Nonlinear processes being dominant in the transfer of energy from long wavelength magnetic fluctuations to shorter wavelengths, the study of the frequency spectrum is of utmost importance to unravel the nature of turbulent plasma. The energy spectrum depicting the turbulence scaling comprises the energy injection scales followed by the energy-containing scale, known as the forcing range or injective range, marking the energy source. Next, the “inertial range,” also called the intermediate range, marks the energy transfer process to smaller scales. This range is often described as the “dissipation range,” “dispersion range,” or the “scattering range.” In this range, the fluctuations are converted to thermal energy, thereby causing the heating of particles. For magnetic fluctuations at very large scales (i.e. f ≤ 10–⁴ Hz), the power spectra go as k ⁻¹. This range is the energy reservoir feeding the turbulent cascade and so called the 1/f range (Matthaeus and Goldstein 1986; Chandran 2018; Matteini et al., 2018). Various measurements account for the Kolmogorov k^−5/3 spectrum in the inertial range (10⁻³ Hz ≤ f ≤ 10⁻¹Hz) followed by steepening at ion kinetic scales. A spectral break appears around kρ_s >1 (where ρ_s is the ion gyroradius), and the spectral index lies between -2 and -5 (Bale et al., 2005; Shaikh and Shukla, 2009; Sahraoui et al., 2009). Between the ion scales and the electron scales, a small scale turbulent cascade is established (Alexandrova 2009). As the turbulent cascade crosses the ion scales and before reaching the electron scales (i.e. 3 ≤ f ≤ 30 Hz), the magnetic spectra follow ∼ k^−2.8 (Alexandrova et al., 2009; Chen et al., 2010a; Sahraoui et al., 2010). The spectral index is conspicuous of the energy transfer phenomena. Many pioneering works have been carried out to understand the dynamics and the different nonlinear processes responsible for this steepening (Leamon et al., 2000; Sahraoui et al. 2010; Rudakov et al., 2011).

The prime candidates contributing to the spectral properties and the steepening of the spectra are the various nonlinear processes like transverse collapse or filamentation due to KAW, its interaction with other wave modes, and/or the formation of coherent (magnetic) structures resulting from the current sheets. In the literature, the analysis of the field fluctuations from the proton to the electron scales shows the presence of current sheets or possible coherent structures of sub-proton scales which are possible sites of magnetic reconnection and energy dissipation (Perri et al., 2012). The current sheets may be formed self-consistently from the Alfven wave-driven turbulence as discussed by Tanbarge & Howes, (2013). These coherent structures play an important role in driving the nonlinear transfer of energy to the smaller scales as they make some additional self-consistent energy injection available (Ma et al., 1995; Sturrock et al., 1999) and thus support the continuation of the turbulence over the smaller scales (Cerri & Califano, 2017). Therefore, it is required to further examine if this turbulent energy transfer across and below the ion scales takes place as a result of instabilities or some other mechanism such as magnetic reconnection that causes the formation of coherent/localized structures or if it is both. A plethora of studies show that instabilities such as those driven by the temperature anisotropy (Gary and Lee, 1994; Verscharen et al., 2014), stream-shear-driven instabilities (Roberts et al., 1992), and parametric instabilities (Longtin and Sonnerup, 1986; Brodin and Stenflo, 1988; Viñas and Goldstein, 1991; Stenflo and Shukla, 2007; Primavera et al., 2019) such as filamentation, all may possibly lead to the dissipation of solar wind turbulence. At the same time, observations also show that reconnection can typically cause turbulence in the solar wind (Vörös et al., 2014). The spectral scaling of these fluctuations driven by the reconnection flow (obtained using the WIND spacecraft data) bears resemblance with the observations in the inertial and dispersive regime of the solar wind. Thus, these two processes, that is, turbulence and magnetic reconnection, work in alliance, and an associative study is required to be carried out.

[Segmentation labeling entries]

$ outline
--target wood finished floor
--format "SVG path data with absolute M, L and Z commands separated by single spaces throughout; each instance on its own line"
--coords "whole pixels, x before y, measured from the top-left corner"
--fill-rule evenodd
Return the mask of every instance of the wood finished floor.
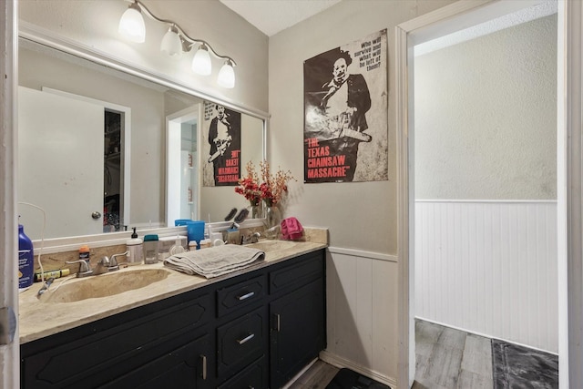
M 415 322 L 415 381 L 412 389 L 492 389 L 490 339 Z M 340 369 L 316 361 L 288 389 L 325 389 Z
M 412 389 L 492 389 L 489 338 L 415 321 L 415 381 Z
M 324 389 L 339 370 L 338 367 L 318 360 L 289 389 Z

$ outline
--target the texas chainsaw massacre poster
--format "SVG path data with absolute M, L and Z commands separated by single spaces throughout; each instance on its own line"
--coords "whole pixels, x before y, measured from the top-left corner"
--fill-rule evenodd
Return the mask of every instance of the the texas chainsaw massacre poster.
M 388 179 L 386 30 L 303 63 L 304 182 Z

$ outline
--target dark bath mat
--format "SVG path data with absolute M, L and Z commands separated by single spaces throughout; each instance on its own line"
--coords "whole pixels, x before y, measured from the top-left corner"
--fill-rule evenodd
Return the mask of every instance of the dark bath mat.
M 326 389 L 391 389 L 350 369 L 340 369 Z
M 558 356 L 492 340 L 494 389 L 558 388 Z

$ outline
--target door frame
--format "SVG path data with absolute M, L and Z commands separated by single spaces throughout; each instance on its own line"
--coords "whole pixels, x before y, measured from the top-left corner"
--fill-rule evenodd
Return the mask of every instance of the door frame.
M 18 271 L 16 208 L 16 162 L 18 118 L 18 4 L 0 2 L 0 387 L 20 386 L 20 342 L 18 341 Z M 14 316 L 11 312 L 14 312 Z M 14 324 L 15 322 L 15 328 Z M 13 327 L 15 333 L 2 330 Z M 12 338 L 12 336 L 14 338 Z
M 459 1 L 395 27 L 399 389 L 410 388 L 414 381 L 415 373 L 413 47 L 537 3 L 541 1 Z M 583 5 L 580 2 L 558 2 L 557 270 L 559 385 L 562 389 L 568 388 L 569 383 L 571 387 L 583 387 L 583 374 L 578 373 L 580 369 L 578 367 L 583 361 L 583 245 L 580 241 L 583 232 L 583 137 L 580 130 L 583 101 L 582 20 Z M 573 347 L 574 344 L 579 346 Z M 576 368 L 569 369 L 569 364 Z

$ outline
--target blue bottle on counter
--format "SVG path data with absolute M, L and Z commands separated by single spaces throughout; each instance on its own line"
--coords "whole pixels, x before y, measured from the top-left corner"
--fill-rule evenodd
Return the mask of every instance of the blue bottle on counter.
M 33 284 L 35 270 L 35 249 L 33 242 L 25 234 L 25 228 L 18 224 L 18 292 L 24 292 Z

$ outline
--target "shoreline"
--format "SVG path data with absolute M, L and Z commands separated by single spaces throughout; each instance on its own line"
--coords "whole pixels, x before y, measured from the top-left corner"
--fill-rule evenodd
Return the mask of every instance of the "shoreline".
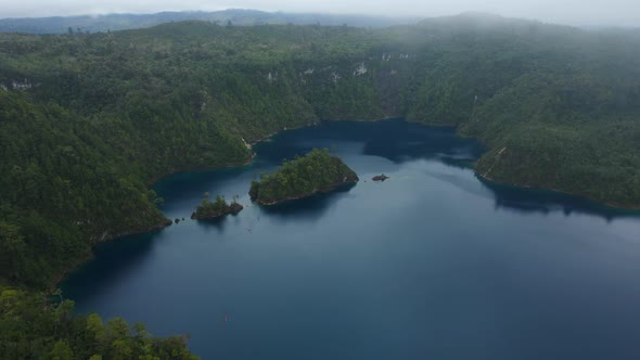
M 94 257 L 94 253 L 93 249 L 97 245 L 102 244 L 102 243 L 106 243 L 110 241 L 114 241 L 114 240 L 118 240 L 125 236 L 131 236 L 131 235 L 140 235 L 140 234 L 146 234 L 146 233 L 151 233 L 154 231 L 159 231 L 163 229 L 166 229 L 168 227 L 170 227 L 174 223 L 174 221 L 171 221 L 169 218 L 165 217 L 165 221 L 163 222 L 158 222 L 154 226 L 151 226 L 146 229 L 141 229 L 141 230 L 137 230 L 137 231 L 127 231 L 124 233 L 119 233 L 119 234 L 113 234 L 110 236 L 105 236 L 103 239 L 99 239 L 97 241 L 92 241 L 91 242 L 91 248 L 88 252 L 88 254 L 86 254 L 85 256 L 82 256 L 80 258 L 80 260 L 77 261 L 77 263 L 73 263 L 69 265 L 68 267 L 64 268 L 62 271 L 60 271 L 59 273 L 56 273 L 53 277 L 53 281 L 51 283 L 51 285 L 46 290 L 46 293 L 51 295 L 51 293 L 53 291 L 55 291 L 56 288 L 59 288 L 59 285 L 64 281 L 64 279 L 69 275 L 74 270 L 78 269 L 79 267 L 81 267 L 82 265 L 85 265 L 87 261 L 91 260 Z
M 574 196 L 574 197 L 587 201 L 594 206 L 601 206 L 601 207 L 604 207 L 604 208 L 607 208 L 611 210 L 636 213 L 636 214 L 640 215 L 640 206 L 626 206 L 626 205 L 617 204 L 617 203 L 613 203 L 613 202 L 599 201 L 599 200 L 594 200 L 594 198 L 589 197 L 584 194 L 572 193 L 572 192 L 562 191 L 562 190 L 558 190 L 558 189 L 553 189 L 553 188 L 537 188 L 537 187 L 530 187 L 527 184 L 517 184 L 517 183 L 498 181 L 487 175 L 479 173 L 475 168 L 472 168 L 472 170 L 478 178 L 482 179 L 482 181 L 487 181 L 487 182 L 490 182 L 491 184 L 495 184 L 495 185 L 511 187 L 511 188 L 521 189 L 521 190 L 548 191 L 548 192 L 555 193 L 559 195 Z
M 245 144 L 248 145 L 247 149 L 252 152 L 252 155 L 246 160 L 238 162 L 238 163 L 230 163 L 230 164 L 226 164 L 226 165 L 222 165 L 222 166 L 210 166 L 210 167 L 204 166 L 204 167 L 191 167 L 191 168 L 174 169 L 174 170 L 171 170 L 169 172 L 166 172 L 166 173 L 164 173 L 162 176 L 158 176 L 158 177 L 153 178 L 151 181 L 148 182 L 148 184 L 149 184 L 150 188 L 152 188 L 153 184 L 155 184 L 157 181 L 162 180 L 163 178 L 168 177 L 168 176 L 171 176 L 174 173 L 178 173 L 178 172 L 219 170 L 219 169 L 225 169 L 225 168 L 234 168 L 234 167 L 242 167 L 242 166 L 251 165 L 253 163 L 254 158 L 257 156 L 257 154 L 253 151 L 253 146 L 256 145 L 256 144 L 259 144 L 261 142 L 269 141 L 272 137 L 274 137 L 274 136 L 279 134 L 279 133 L 282 133 L 284 131 L 296 130 L 296 129 L 302 129 L 302 128 L 307 128 L 307 127 L 313 127 L 313 126 L 320 126 L 323 123 L 340 123 L 340 121 L 347 121 L 347 123 L 377 123 L 377 121 L 394 120 L 394 119 L 402 119 L 402 117 L 389 116 L 389 117 L 384 117 L 384 118 L 380 118 L 380 119 L 370 119 L 370 120 L 367 120 L 367 119 L 360 119 L 360 120 L 317 120 L 317 121 L 311 123 L 311 124 L 300 125 L 300 126 L 296 126 L 296 127 L 292 127 L 292 128 L 284 127 L 284 128 L 281 128 L 278 131 L 268 133 L 264 138 L 258 139 L 258 140 L 255 140 L 255 141 L 252 141 L 249 143 L 246 143 L 246 141 L 244 141 L 244 139 L 242 139 L 242 141 Z M 420 124 L 420 125 L 423 125 L 423 126 L 452 128 L 452 129 L 456 130 L 456 136 L 458 136 L 458 137 L 466 138 L 466 139 L 475 139 L 473 137 L 468 137 L 468 136 L 463 136 L 463 134 L 459 133 L 458 126 L 456 126 L 456 125 L 444 125 L 444 124 L 440 124 L 440 125 L 435 124 L 434 125 L 434 124 L 422 123 L 422 121 L 417 121 L 417 120 L 406 120 L 406 119 L 404 119 L 404 120 L 407 121 L 407 123 Z M 485 149 L 485 150 L 488 151 L 488 149 Z M 616 203 L 612 203 L 612 202 L 598 201 L 598 200 L 593 200 L 593 198 L 591 198 L 589 196 L 586 196 L 586 195 L 583 195 L 583 194 L 571 193 L 571 192 L 560 191 L 560 190 L 555 190 L 555 189 L 534 188 L 534 187 L 529 187 L 529 185 L 526 185 L 526 184 L 517 184 L 517 183 L 510 183 L 510 182 L 500 182 L 500 181 L 494 180 L 492 178 L 490 178 L 488 176 L 485 176 L 485 175 L 479 173 L 475 169 L 475 167 L 472 167 L 471 170 L 478 178 L 481 178 L 481 179 L 483 179 L 485 181 L 489 181 L 489 182 L 491 182 L 494 184 L 508 185 L 508 187 L 520 188 L 520 189 L 551 191 L 551 192 L 554 192 L 554 193 L 563 194 L 563 195 L 571 195 L 571 196 L 580 197 L 580 198 L 584 198 L 584 200 L 587 200 L 587 201 L 593 203 L 594 205 L 604 206 L 604 207 L 607 207 L 607 208 L 611 208 L 611 209 L 615 209 L 615 210 L 618 210 L 618 211 L 640 213 L 640 206 L 630 207 L 630 206 L 625 206 L 625 205 L 616 204 Z M 342 184 L 346 184 L 346 183 L 342 183 Z M 340 185 L 342 185 L 342 184 L 340 184 Z M 332 190 L 329 190 L 329 191 L 332 191 Z M 278 204 L 281 204 L 281 203 L 284 203 L 284 202 L 287 202 L 287 201 L 293 201 L 293 200 L 309 197 L 309 196 L 312 196 L 312 195 L 315 195 L 317 193 L 329 192 L 329 191 L 317 191 L 317 192 L 313 192 L 313 193 L 311 193 L 309 195 L 306 195 L 306 196 L 297 196 L 297 197 L 286 198 L 286 200 L 282 200 L 282 201 L 276 202 L 273 204 L 259 204 L 259 203 L 257 203 L 257 204 L 258 205 L 264 205 L 264 206 L 273 206 L 273 205 L 278 205 Z M 170 221 L 170 219 L 168 219 L 166 217 L 165 217 L 165 219 L 167 221 Z M 171 221 L 171 223 L 172 223 L 172 221 Z M 57 285 L 60 285 L 60 283 L 66 278 L 66 275 L 68 275 L 71 272 L 73 272 L 74 270 L 76 270 L 78 267 L 80 267 L 81 265 L 84 265 L 85 262 L 87 262 L 88 260 L 90 260 L 91 258 L 93 258 L 93 249 L 94 249 L 94 246 L 95 245 L 98 245 L 100 243 L 103 243 L 103 242 L 117 240 L 117 239 L 120 239 L 120 237 L 124 237 L 124 236 L 128 236 L 128 235 L 137 235 L 137 234 L 150 233 L 150 232 L 153 232 L 153 231 L 162 230 L 162 229 L 164 229 L 164 228 L 166 228 L 168 226 L 169 224 L 165 224 L 163 227 L 158 227 L 158 224 L 155 224 L 153 227 L 150 227 L 150 229 L 148 229 L 148 230 L 131 231 L 131 232 L 123 233 L 120 235 L 107 236 L 106 239 L 100 240 L 98 242 L 92 242 L 91 243 L 91 250 L 90 250 L 90 253 L 87 256 L 82 257 L 77 262 L 75 262 L 75 263 L 69 265 L 68 267 L 66 267 L 61 272 L 61 274 L 57 274 L 56 277 L 54 277 L 54 281 L 51 283 L 51 285 L 49 286 L 49 288 L 47 290 L 47 292 L 54 291 L 57 287 Z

WRITTEN REQUEST » According to the text about solar wind turbulence, which spacecraft's data was used to obtain the spectral scaling of fluctuations driven by the reconnection flow? The records have no connection to the text about solar wind turbulence.

OUTPUT OF THE EXERCISE » The WIND spacecraft.